[Task to complete]: Collect every line of the material below that contains the word "dark". Case counts.

[Listed entries]:

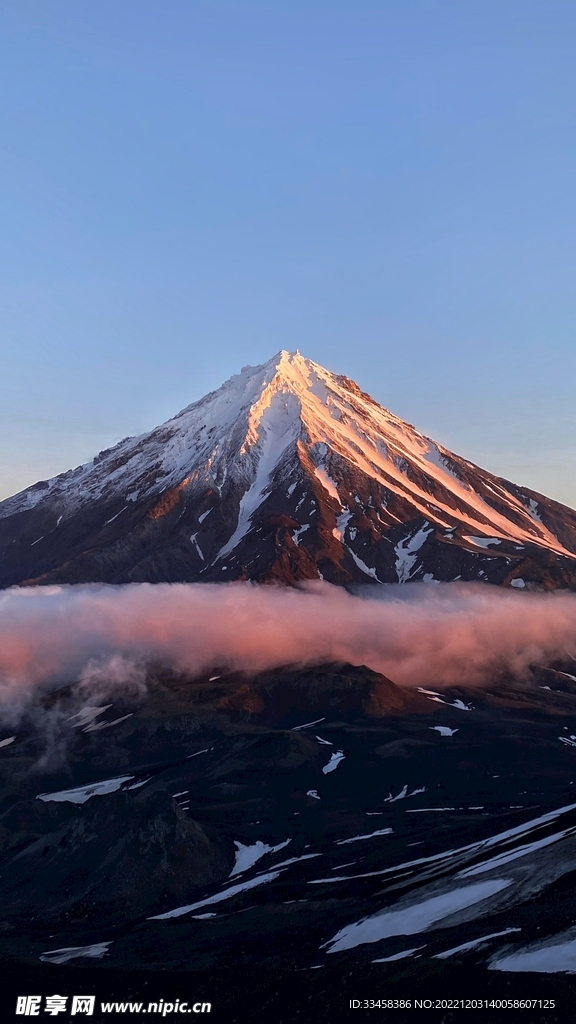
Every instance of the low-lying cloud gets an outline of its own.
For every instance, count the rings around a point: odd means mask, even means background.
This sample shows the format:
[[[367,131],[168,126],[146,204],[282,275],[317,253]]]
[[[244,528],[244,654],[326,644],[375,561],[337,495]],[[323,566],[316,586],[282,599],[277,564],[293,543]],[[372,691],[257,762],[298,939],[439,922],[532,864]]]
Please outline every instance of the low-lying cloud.
[[[12,588],[0,594],[0,692],[17,702],[39,684],[81,678],[89,690],[111,658],[191,676],[338,660],[425,686],[482,685],[576,655],[576,595],[474,584],[370,594],[321,583]]]

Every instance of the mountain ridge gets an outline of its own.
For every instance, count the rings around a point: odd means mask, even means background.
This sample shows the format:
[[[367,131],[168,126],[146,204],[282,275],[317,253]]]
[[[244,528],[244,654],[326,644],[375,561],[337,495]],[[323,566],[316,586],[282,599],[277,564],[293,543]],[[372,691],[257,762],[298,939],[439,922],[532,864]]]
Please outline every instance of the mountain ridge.
[[[319,578],[576,586],[576,512],[286,351],[0,503],[4,587]]]

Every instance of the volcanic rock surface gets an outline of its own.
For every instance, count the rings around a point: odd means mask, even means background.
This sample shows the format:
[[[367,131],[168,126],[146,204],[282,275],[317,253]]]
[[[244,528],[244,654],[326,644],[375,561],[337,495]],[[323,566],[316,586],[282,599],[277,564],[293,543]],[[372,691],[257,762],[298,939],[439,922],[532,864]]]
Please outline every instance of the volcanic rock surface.
[[[317,1016],[333,1020],[346,978],[349,997],[367,978],[371,994],[430,994],[443,978],[454,992],[464,976],[486,994],[525,963],[565,970],[576,911],[565,668],[488,691],[408,692],[332,665],[154,672],[146,693],[111,690],[101,707],[74,686],[40,694],[0,737],[6,974],[29,965],[35,990],[71,991],[90,965],[90,990],[105,993],[114,971],[186,972],[187,991],[225,978],[215,1019],[248,1021],[261,1019],[263,996],[246,999],[266,972],[294,994],[315,969]],[[57,982],[42,980],[56,966]],[[310,1019],[280,1002],[275,1019]]]

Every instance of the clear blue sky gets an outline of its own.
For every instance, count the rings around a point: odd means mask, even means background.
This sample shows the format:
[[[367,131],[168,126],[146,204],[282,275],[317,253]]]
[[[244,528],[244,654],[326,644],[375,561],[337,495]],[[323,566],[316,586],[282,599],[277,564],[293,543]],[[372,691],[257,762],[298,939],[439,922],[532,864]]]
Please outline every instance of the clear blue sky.
[[[576,506],[574,0],[4,0],[0,497],[298,348]]]

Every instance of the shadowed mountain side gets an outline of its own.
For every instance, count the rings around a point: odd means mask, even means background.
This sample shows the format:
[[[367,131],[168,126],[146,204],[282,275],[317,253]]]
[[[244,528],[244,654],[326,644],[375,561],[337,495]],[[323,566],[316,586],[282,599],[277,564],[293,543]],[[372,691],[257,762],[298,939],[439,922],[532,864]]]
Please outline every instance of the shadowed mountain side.
[[[194,713],[291,728],[300,721],[301,713],[429,715],[435,710],[417,691],[397,686],[366,666],[333,664],[288,667],[250,677],[232,673],[211,680],[190,680],[157,670],[141,714]]]

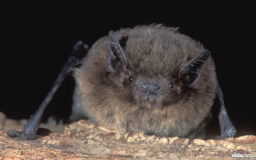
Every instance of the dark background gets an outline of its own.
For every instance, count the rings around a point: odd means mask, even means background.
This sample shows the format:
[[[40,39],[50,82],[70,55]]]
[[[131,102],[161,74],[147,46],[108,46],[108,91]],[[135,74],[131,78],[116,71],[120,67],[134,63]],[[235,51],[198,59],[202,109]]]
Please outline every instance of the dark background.
[[[91,46],[111,30],[155,22],[180,27],[180,33],[200,41],[211,51],[237,135],[256,134],[255,29],[249,11],[218,15],[217,10],[210,15],[204,10],[183,14],[150,10],[131,16],[132,10],[97,16],[99,11],[38,9],[9,11],[2,17],[0,111],[8,117],[28,118],[37,109],[77,41]],[[71,78],[66,81],[46,111],[44,121],[52,115],[68,117],[73,85]],[[219,134],[215,106],[209,126]]]

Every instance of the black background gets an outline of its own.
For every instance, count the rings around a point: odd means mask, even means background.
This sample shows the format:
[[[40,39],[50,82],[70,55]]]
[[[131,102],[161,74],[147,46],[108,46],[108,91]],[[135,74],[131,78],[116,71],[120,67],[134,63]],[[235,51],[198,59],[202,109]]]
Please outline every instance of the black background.
[[[256,134],[255,41],[251,22],[254,19],[250,11],[220,13],[218,9],[208,12],[199,10],[196,13],[192,10],[185,13],[181,10],[171,12],[149,10],[131,15],[132,9],[113,9],[110,13],[109,9],[89,12],[86,9],[74,9],[77,10],[15,8],[3,15],[0,111],[8,117],[27,118],[34,112],[77,41],[82,40],[91,46],[111,30],[155,22],[180,27],[180,33],[200,41],[211,51],[228,112],[237,128],[237,135]],[[64,84],[46,110],[44,121],[51,115],[68,117],[72,83],[70,78]],[[214,108],[210,126],[219,133],[218,109]]]

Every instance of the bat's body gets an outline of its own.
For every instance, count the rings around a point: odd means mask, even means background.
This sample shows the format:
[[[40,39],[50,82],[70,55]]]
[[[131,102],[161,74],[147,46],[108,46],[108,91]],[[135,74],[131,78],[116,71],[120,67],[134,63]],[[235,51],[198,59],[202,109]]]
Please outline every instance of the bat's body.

[Completed task]:
Every instance of the dark background gets an outline of its own.
Please outline every instance of the dark background.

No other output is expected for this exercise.